=== Task directions ===
Transcribe only what runs from the line including "target: vintage car" through the last line of the entries, exactly as it appears.

━━ Supplied data

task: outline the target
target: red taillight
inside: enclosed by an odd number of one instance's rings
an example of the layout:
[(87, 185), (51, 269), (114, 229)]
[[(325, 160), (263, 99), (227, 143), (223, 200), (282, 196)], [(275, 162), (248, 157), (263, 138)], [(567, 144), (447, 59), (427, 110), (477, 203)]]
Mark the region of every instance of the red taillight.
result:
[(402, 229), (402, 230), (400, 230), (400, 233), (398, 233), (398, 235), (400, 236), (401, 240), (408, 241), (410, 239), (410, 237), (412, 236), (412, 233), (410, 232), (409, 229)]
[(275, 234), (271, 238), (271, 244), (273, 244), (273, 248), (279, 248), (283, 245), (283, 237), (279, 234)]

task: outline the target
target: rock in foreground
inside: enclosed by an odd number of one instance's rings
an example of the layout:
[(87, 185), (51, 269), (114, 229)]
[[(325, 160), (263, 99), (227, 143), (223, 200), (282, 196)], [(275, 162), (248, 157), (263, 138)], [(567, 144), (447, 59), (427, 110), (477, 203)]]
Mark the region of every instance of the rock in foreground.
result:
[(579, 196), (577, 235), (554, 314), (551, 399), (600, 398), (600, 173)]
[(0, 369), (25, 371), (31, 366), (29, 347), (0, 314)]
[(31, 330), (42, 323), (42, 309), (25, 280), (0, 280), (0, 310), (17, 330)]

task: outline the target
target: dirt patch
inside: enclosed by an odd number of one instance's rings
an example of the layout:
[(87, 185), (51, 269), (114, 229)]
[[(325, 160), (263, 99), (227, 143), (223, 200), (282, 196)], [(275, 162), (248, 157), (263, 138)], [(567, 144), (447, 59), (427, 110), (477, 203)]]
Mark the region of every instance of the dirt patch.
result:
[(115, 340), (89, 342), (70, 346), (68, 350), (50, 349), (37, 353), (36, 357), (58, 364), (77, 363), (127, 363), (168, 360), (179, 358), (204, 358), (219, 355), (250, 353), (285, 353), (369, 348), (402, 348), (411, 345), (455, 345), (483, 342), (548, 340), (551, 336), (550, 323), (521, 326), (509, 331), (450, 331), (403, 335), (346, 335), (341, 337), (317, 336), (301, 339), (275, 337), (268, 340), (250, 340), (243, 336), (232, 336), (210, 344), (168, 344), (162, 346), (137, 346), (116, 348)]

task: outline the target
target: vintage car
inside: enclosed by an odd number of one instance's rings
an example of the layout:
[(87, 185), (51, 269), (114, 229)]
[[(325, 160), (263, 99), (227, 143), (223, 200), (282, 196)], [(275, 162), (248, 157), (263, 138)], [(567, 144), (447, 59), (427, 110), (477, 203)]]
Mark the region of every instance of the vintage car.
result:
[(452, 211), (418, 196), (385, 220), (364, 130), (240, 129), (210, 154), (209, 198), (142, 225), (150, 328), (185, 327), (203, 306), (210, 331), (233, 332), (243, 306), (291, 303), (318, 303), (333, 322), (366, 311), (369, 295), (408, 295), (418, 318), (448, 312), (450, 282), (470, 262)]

━━━━

=== Output for this exercise ===
target: vintage car
inside: enclosed by an odd number of one instance's rings
an example of the layout:
[(87, 185), (51, 269), (114, 229)]
[[(325, 160), (263, 99), (227, 143), (223, 200), (282, 196)], [(275, 162), (248, 157), (263, 138)], [(567, 144), (447, 59), (427, 110), (477, 203)]]
Mark the region of every instance of the vintage car.
result:
[(452, 211), (418, 196), (385, 220), (364, 130), (240, 129), (210, 154), (209, 198), (142, 225), (150, 328), (185, 327), (203, 306), (210, 331), (233, 332), (243, 306), (291, 303), (318, 303), (333, 322), (366, 311), (369, 295), (408, 295), (418, 318), (448, 312), (450, 282), (470, 262)]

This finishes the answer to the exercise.